- What to produce:
For each entry that follows, produce an exact copy.

- Source information:
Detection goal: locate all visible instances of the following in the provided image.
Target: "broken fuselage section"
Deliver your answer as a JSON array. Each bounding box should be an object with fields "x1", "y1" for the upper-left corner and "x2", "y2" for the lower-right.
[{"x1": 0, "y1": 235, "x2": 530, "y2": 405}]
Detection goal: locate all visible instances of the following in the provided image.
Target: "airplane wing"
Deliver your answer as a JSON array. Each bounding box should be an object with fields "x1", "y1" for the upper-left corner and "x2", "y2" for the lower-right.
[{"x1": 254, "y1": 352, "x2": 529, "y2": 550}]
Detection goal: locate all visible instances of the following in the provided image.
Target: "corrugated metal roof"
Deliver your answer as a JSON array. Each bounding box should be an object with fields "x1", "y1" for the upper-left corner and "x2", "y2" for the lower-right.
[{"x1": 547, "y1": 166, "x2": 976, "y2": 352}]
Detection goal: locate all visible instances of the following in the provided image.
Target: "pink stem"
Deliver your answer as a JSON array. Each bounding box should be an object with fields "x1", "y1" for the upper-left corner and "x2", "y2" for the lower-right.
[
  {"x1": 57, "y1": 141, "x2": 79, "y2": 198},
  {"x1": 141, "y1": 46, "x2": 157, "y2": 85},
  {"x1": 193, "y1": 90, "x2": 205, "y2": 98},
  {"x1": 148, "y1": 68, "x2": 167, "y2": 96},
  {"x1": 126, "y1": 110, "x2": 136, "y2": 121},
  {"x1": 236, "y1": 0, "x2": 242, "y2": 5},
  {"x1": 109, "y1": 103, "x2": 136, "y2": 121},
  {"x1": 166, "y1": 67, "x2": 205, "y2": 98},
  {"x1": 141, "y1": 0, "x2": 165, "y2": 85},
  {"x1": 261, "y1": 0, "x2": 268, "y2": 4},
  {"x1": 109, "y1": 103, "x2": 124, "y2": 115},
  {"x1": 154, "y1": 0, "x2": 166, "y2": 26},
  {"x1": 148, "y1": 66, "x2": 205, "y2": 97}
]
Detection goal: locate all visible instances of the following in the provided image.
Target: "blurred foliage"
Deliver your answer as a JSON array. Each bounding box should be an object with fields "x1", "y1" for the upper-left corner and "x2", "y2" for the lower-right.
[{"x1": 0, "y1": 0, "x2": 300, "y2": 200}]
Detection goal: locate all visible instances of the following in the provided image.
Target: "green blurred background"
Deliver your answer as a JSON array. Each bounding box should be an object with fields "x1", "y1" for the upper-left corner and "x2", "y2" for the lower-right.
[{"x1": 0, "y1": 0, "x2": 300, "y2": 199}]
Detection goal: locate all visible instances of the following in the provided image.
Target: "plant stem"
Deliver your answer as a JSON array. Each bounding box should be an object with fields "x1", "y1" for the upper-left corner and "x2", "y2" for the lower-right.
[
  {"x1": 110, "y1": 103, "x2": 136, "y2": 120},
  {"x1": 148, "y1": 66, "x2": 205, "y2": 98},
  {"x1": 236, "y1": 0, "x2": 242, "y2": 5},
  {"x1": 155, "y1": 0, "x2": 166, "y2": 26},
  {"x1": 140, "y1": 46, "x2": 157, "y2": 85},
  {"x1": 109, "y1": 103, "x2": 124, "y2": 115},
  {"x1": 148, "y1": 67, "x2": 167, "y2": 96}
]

- Completed task:
Detection goal: locate all visible instances of the following in the provided image.
Target: "broken fuselage section"
Deliver your answer as a JSON array. Each bounding box should be an object with fields "x1", "y1" for the upper-left corner and "x2", "y2" for the lower-right.
[{"x1": 0, "y1": 235, "x2": 530, "y2": 405}]
Detection goal: locate all visible instances of the following in the provided image.
Target: "airplane wing"
Deliver your answer as a JSON array. Each bounding box should be an object with fields "x1", "y1" for the upper-left corner and "x2", "y2" for the lower-right.
[{"x1": 254, "y1": 352, "x2": 529, "y2": 550}]
Detection goal: locate all visible instances of the following in the provided image.
Target: "corrugated metal roof"
Deliver your answer as a JSON array. Each bounding box should be an object with fields "x1", "y1" for the upper-left corner and "x2", "y2" for the lower-right.
[{"x1": 547, "y1": 166, "x2": 976, "y2": 352}]
Detection goal: locate all visible instances of the following in the provided image.
Target: "pink stem"
Deliver your answer as a JSON array. Each bounding box should be an object with fields "x1", "y1" for the upper-left corner and "x2", "y2" for the lower-right.
[
  {"x1": 57, "y1": 141, "x2": 79, "y2": 198},
  {"x1": 141, "y1": 46, "x2": 157, "y2": 85},
  {"x1": 193, "y1": 90, "x2": 205, "y2": 98},
  {"x1": 148, "y1": 68, "x2": 167, "y2": 96},
  {"x1": 126, "y1": 110, "x2": 136, "y2": 121},
  {"x1": 236, "y1": 0, "x2": 242, "y2": 5},
  {"x1": 109, "y1": 103, "x2": 136, "y2": 121},
  {"x1": 166, "y1": 67, "x2": 205, "y2": 98},
  {"x1": 141, "y1": 0, "x2": 165, "y2": 85},
  {"x1": 261, "y1": 0, "x2": 268, "y2": 4},
  {"x1": 109, "y1": 103, "x2": 124, "y2": 115},
  {"x1": 154, "y1": 0, "x2": 166, "y2": 26},
  {"x1": 148, "y1": 66, "x2": 205, "y2": 97}
]
Detection goal: locate all visible instances of the following in the provided image.
Target: "blurred foliage"
Deliver your answer as a JSON array. Each bounding box should be an object with fields "x1", "y1" for the upper-left corner and "x2", "y2" for the lower-right.
[{"x1": 0, "y1": 0, "x2": 300, "y2": 200}]
Detection goal: locate all visible instances of the following in the provided image.
Target: "green blurred background"
Deliver your answer as a JSON array. Each bounding box should be an object with fields "x1", "y1" for the upper-left corner and "x2", "y2" for the lower-right.
[{"x1": 0, "y1": 0, "x2": 300, "y2": 199}]
Detection goal: locate all visible instances of the following in the provided image.
Target: "plant stem"
Deliver your answer as a JSON array. Each bounding box should be an object with fields "x1", "y1" for the upper-left corner and "x2", "y2" for the lower-right.
[
  {"x1": 110, "y1": 103, "x2": 136, "y2": 120},
  {"x1": 148, "y1": 66, "x2": 205, "y2": 98},
  {"x1": 236, "y1": 0, "x2": 242, "y2": 5},
  {"x1": 155, "y1": 0, "x2": 166, "y2": 26},
  {"x1": 140, "y1": 46, "x2": 157, "y2": 85},
  {"x1": 109, "y1": 103, "x2": 124, "y2": 115},
  {"x1": 148, "y1": 67, "x2": 167, "y2": 96}
]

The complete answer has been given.